> **Text-to-region grounding data**
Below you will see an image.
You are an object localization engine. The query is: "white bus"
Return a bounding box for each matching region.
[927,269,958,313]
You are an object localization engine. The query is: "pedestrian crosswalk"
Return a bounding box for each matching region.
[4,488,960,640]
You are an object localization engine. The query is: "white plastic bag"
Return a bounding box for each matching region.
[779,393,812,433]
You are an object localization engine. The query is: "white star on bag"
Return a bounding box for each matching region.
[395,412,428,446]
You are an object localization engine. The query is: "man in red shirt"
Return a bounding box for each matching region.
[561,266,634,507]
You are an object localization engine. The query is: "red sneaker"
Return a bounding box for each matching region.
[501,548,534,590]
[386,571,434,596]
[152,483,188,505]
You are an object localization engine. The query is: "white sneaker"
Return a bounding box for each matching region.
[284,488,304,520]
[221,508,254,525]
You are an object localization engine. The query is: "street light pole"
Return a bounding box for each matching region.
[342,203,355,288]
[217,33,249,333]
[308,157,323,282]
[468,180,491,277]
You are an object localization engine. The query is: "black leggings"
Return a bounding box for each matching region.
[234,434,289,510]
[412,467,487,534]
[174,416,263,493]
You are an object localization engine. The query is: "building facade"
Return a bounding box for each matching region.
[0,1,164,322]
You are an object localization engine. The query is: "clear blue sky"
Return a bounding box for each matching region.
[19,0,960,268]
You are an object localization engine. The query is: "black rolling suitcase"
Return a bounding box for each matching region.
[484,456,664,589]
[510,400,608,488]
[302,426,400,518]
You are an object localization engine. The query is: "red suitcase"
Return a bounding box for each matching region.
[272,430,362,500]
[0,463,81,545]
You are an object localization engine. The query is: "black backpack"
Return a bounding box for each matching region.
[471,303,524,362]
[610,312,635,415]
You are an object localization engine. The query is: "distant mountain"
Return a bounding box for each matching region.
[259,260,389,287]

> **WHAT THIS TASK INVOLVES**
Which lines in the records contain the word "sneaker"? Copy each one.

> **ANSWER SECTION**
You are an object localization engine. The query is: "red sneaker"
You are an object localization engine. The query is: "white sneaker"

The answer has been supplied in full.